- Requests
1. Print the section of the passage on recessions starting at "It is the exceptions" and ending at "as newly-produced houses.".
2. Decide whether each statement agrees with the passage on recessions. Answer yes or no, and quote the words of the passage that settle it.
(a) Home production of investment goods falls in a recession.
(b) Old houses become harder to sell in a recession.
(c) Barter is usually easy.
3. Recast the paragraph of the passage on recessions that begins "2.1 Home production increases" as a short list that keeps its main facts.

- Passage shown

[START]

It is the exceptions that prove they are wrong and I am right.
2.1 Home production increases in a recession. People grow their own veggies, cook their own meals, fix their own cars, and go back to school. Because investment in human capital is a form of investment that requires mostly one's own time, on top of inputs bought for money. Home production of investment goods rises, even as all other forms of investment fall.
2.2 If trade were harder in a recession, we would expect to see trade in all goods falling, and not just trade in newly-produced goods. And, as far as I can tell, that is what we do see. It gets harder to sell old houses, as well as newly-produced houses.
2.3 Barter increases in a recession, as far as I can tell. Barter is usually very difficult, but some barter exchanges are more difficult than others. If recessions were caused by something that made monetary exchange more difficult than normal, we would expect to see abnormally high levels of barter in a recession. I think we do.

[END]

- Data records
[START]

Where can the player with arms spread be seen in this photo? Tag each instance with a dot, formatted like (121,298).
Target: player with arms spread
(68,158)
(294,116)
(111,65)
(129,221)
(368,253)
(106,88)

[END]

- Solved tasks
1.
It is the exceptions that prove they are wrong and I am right.
2.1 Home production increases in a recession. People grow their own veggies, cook their own meals, fix their own cars, and go back to school. Because investment in human capital is a form of investment that requires mostly one's own time, on top of inputs bought for money. Home production of investment goods rises, even as all other forms of investment fall.
2.2 If trade were harder in a recession, we would expect to see trade in all goods falling, and not just trade in newly-produced goods. And, as far as I can tell, that is what we do see. It gets harder to sell old houses, as well as newly-produced houses.

2.
(a) No. "Home production of investment goods rises, even as all other forms of investment fall."
(b) Yes. "It gets harder to sell old houses, as well as newly-produced houses."
(c) No. "Barter is usually very difficult"

3.
- Home production increases in a recession.
- People grow their own vegetables, cook their own meals, fix their own cars, and return to school.
- Investment in human capital requires mostly one's own time, plus inputs bought with money.
- Home production of investment goods rises while all other forms of investment fall.